__Problem to work on__
Rewrite only the stretch of rows from the line containing "In this exercise you will mark every instance of the brown" through the line containing "pixel 291 238", both included. Keep the requests unchanged, but multiply every coordinate in the answers by 1.7 and round each result to a whole number, with halves rounded up.

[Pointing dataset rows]

______

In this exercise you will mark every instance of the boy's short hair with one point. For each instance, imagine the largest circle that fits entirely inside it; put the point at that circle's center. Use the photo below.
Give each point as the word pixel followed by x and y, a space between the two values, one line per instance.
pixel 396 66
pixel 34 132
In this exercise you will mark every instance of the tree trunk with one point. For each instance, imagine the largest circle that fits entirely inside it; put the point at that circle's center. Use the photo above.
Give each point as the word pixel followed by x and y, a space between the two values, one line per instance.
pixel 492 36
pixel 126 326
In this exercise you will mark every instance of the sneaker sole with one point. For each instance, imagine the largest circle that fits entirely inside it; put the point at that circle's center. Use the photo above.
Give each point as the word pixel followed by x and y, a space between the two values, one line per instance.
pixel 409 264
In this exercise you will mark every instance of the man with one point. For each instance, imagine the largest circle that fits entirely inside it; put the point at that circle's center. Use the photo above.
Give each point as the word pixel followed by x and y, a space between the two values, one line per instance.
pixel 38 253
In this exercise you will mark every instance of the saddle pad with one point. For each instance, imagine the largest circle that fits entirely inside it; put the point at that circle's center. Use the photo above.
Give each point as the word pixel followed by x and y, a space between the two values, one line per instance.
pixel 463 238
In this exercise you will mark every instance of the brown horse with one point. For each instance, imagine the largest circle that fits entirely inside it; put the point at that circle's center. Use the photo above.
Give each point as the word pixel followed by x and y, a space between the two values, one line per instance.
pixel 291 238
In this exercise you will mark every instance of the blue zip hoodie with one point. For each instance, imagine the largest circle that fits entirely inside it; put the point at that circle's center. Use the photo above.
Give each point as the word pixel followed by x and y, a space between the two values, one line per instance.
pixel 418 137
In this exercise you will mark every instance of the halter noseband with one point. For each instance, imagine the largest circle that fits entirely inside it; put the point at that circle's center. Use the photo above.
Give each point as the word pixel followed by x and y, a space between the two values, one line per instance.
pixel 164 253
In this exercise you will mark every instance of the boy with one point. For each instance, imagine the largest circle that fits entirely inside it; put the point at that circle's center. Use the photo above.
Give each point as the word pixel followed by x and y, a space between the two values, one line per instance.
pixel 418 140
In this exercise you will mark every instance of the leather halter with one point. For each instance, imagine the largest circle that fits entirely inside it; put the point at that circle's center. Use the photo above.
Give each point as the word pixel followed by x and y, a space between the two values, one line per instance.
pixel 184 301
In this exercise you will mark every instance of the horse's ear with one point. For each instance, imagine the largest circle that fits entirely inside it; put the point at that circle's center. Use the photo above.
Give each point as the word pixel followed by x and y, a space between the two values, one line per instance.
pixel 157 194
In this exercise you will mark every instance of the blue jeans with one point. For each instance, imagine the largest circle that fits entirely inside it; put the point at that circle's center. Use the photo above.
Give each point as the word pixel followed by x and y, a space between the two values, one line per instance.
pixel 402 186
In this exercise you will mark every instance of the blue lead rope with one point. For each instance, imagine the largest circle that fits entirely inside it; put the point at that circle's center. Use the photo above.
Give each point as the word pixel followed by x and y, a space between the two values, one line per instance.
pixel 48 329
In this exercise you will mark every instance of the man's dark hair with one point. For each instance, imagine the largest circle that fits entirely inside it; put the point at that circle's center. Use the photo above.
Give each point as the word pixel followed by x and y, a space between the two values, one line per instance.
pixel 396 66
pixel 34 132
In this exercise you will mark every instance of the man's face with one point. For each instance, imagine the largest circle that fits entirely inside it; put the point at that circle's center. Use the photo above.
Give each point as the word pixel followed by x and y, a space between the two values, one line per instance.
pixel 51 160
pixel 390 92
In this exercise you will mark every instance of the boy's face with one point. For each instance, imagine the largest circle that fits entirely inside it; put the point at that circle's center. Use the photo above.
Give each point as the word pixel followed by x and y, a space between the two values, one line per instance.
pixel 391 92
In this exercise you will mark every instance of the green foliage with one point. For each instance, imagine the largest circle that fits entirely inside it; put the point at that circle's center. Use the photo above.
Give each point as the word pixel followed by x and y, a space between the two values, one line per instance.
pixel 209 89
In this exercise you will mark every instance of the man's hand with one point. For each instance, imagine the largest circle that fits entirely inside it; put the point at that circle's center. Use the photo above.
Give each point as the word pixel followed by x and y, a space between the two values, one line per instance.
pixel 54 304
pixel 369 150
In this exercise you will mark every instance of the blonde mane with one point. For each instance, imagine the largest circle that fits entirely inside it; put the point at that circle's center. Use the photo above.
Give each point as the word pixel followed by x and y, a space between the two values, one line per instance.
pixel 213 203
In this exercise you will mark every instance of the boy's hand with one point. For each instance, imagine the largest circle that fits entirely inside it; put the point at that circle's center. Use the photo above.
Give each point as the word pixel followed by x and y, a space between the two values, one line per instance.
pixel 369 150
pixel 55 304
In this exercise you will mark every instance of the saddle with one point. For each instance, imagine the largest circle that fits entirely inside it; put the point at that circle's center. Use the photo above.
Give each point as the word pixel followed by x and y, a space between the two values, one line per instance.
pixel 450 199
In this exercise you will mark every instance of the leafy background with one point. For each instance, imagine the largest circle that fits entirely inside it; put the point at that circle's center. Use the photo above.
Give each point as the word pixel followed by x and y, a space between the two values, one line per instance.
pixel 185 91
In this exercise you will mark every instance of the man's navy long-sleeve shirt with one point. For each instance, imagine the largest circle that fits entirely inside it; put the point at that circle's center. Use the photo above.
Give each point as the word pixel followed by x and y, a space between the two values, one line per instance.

______

__Answer__
In this exercise you will mark every instance of the brown horse with one point. For each instance, imagine the largest circle that fits entirely inside it; put the point at that circle's center. Use the photo above.
Give each point as the word pixel followed by x and y, a space between the two values, one line per instance.
pixel 495 405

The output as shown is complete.